YOUR ASSIGNMENT
Answer these questions using the MAPP text below.
(a) How often are the MAPP steps meant to be repeated?
(b) In the Visioning step, what are stakeholders asked to agree on?
(c) Which assessment focuses on identifying forces such as legislation and technology?

SOURCE TEXT
MAPP is an iterative process with specific steps meant to be repeated every three to five years

  1. Organize for success: identify lead agencies or organizations and build organizational commitment to the process.
  2. Partnership development: identify stakeholder organizations, partners and community residents who will participate. Make it clear the level of commitment will need to be high.
  3. Visioning: Ask stakeholders to agree on a shared vision and common values to provide a framework for pursuing long-range community goals.
  4. Four assessments:
    1. Community Health Status Assessment: identifies priority community health and quality of life issues. Questions answered include, “How healthy are our residents?” and “What does the health status of our community look like?”
    2. Community Themes & Strengths Assessment: provides a deep understanding of the issues residents feel are important by answering the questions, “What is important to our community?” “How is quality of life perceived by our community?” and “What assets do we have that can be used to improve community health?”
    3. Local Public Health System Assessment: a comprehensive assessment that includes all of the organizations and entities that contribute to the public’s health. Answers the questions, “What are the activities, competencies, and capacities of our local public health system?” and “How are the Ten Essential Public Health Services being provided to our community?”
    4. Forces of Change Assessment: focuses on the identification of forces such as legislation, technology, and other impending changes that affect the context in which the community and its public health system operate. Answers the questions, “What is occurring or might occur that affects that health of our community or the local public health system?” and “What specific threats or opportunities are generated by these occurrences?”

Referring expression data
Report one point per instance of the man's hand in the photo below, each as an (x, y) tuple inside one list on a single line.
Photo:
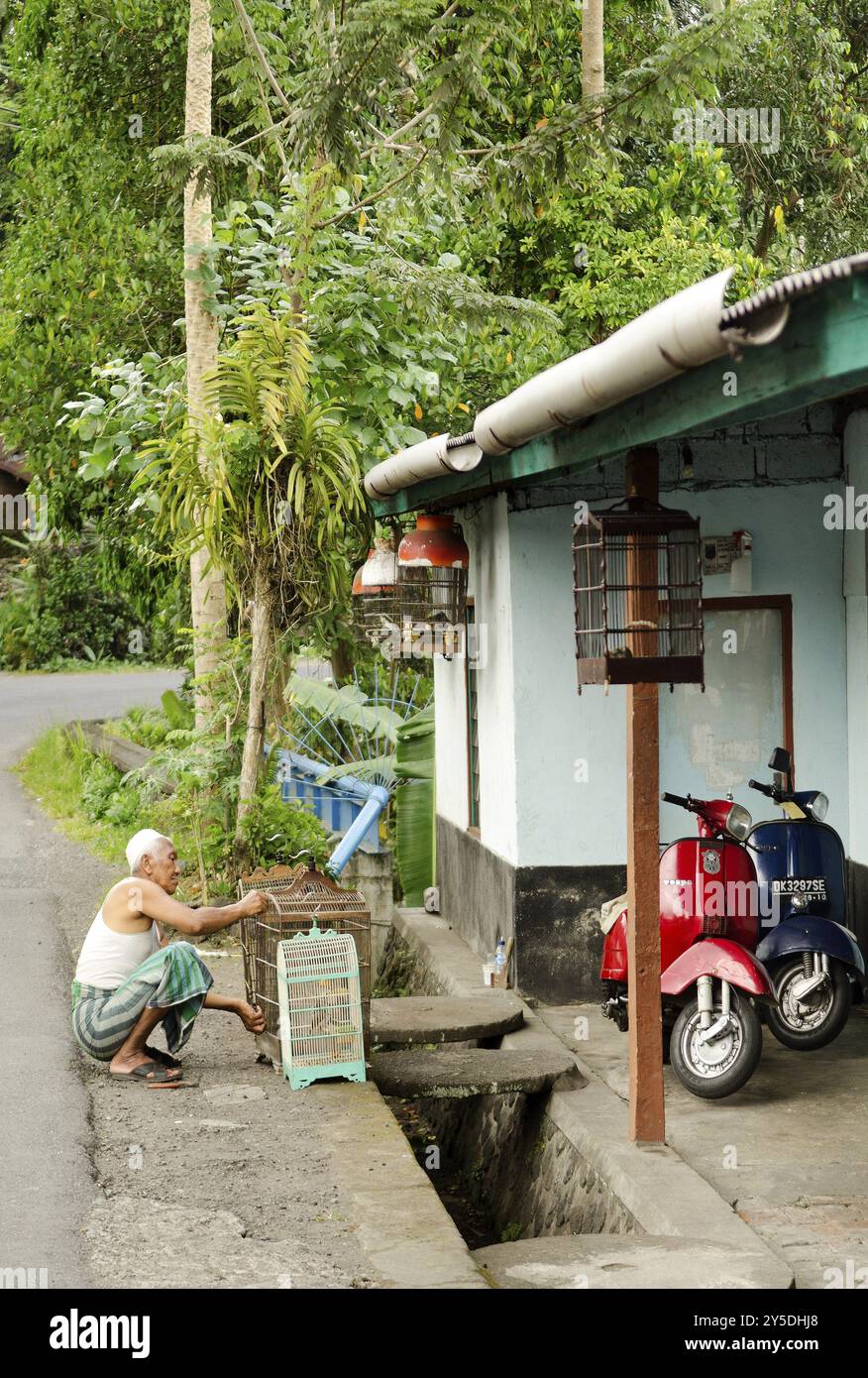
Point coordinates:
[(253, 1017), (254, 903)]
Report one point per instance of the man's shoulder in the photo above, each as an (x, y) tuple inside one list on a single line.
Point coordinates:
[(129, 893)]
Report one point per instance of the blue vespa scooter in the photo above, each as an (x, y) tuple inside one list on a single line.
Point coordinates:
[(814, 960)]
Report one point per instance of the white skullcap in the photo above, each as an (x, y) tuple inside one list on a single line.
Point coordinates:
[(141, 844)]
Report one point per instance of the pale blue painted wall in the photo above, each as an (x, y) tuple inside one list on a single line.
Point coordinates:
[(565, 820)]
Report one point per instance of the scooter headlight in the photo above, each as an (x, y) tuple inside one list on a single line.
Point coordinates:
[(818, 806), (738, 823)]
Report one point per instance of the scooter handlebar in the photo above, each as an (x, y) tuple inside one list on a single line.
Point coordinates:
[(764, 788)]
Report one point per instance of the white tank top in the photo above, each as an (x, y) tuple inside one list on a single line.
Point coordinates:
[(108, 958)]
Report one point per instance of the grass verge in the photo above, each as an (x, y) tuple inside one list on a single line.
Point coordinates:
[(54, 772)]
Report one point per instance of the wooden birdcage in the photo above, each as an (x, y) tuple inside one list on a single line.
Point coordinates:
[(638, 596), (433, 562), (299, 897), (320, 1007)]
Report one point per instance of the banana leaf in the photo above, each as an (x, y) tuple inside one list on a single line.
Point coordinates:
[(343, 706)]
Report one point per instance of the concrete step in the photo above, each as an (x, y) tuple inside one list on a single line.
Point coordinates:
[(444, 1018), (617, 1261), (476, 1071)]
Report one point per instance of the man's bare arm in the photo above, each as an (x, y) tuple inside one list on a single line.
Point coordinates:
[(147, 897)]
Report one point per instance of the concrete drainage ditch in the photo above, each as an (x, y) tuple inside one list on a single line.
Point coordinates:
[(528, 1154)]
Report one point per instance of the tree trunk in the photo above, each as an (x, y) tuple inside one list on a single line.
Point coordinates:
[(208, 590), (342, 660), (254, 741), (593, 66)]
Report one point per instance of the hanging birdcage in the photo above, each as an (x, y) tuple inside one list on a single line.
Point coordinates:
[(638, 594), (375, 596), (298, 897), (433, 561), (320, 1007)]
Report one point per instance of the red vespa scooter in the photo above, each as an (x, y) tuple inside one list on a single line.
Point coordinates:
[(708, 928)]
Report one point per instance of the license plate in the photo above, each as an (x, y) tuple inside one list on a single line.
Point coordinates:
[(814, 886)]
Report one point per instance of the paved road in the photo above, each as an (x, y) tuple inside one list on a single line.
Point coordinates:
[(46, 1174)]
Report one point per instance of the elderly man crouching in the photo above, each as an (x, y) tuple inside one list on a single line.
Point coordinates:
[(129, 978)]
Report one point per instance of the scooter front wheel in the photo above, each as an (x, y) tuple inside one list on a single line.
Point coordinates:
[(807, 1021), (718, 1067)]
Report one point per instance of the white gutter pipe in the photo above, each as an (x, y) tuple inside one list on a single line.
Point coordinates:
[(674, 336), (678, 334), (427, 459)]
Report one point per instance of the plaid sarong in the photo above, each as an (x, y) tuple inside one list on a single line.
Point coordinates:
[(173, 977)]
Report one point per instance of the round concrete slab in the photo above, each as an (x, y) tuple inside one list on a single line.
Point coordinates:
[(444, 1018), (475, 1071), (638, 1261)]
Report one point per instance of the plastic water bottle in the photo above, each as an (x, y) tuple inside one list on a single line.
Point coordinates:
[(500, 957)]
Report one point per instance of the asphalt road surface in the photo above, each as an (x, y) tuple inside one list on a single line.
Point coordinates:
[(46, 1177)]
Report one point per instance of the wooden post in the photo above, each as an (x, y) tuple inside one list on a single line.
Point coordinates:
[(646, 1105)]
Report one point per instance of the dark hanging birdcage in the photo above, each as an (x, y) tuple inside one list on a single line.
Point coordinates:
[(375, 594), (638, 593), (433, 561)]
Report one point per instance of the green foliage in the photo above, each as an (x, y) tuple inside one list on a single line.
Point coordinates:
[(274, 830), (59, 610)]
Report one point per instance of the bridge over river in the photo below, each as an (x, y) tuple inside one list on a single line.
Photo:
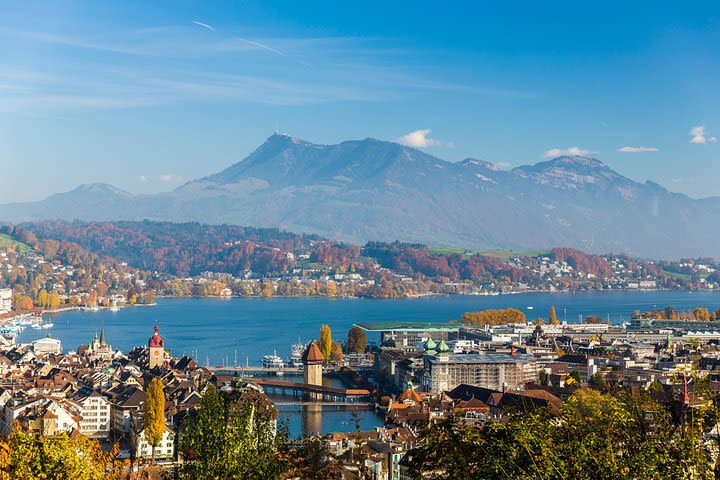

WORKED SOLUTION
(a) Every three to five years.
(b) A shared vision and common values.
(c) The Forces of Change Assessment.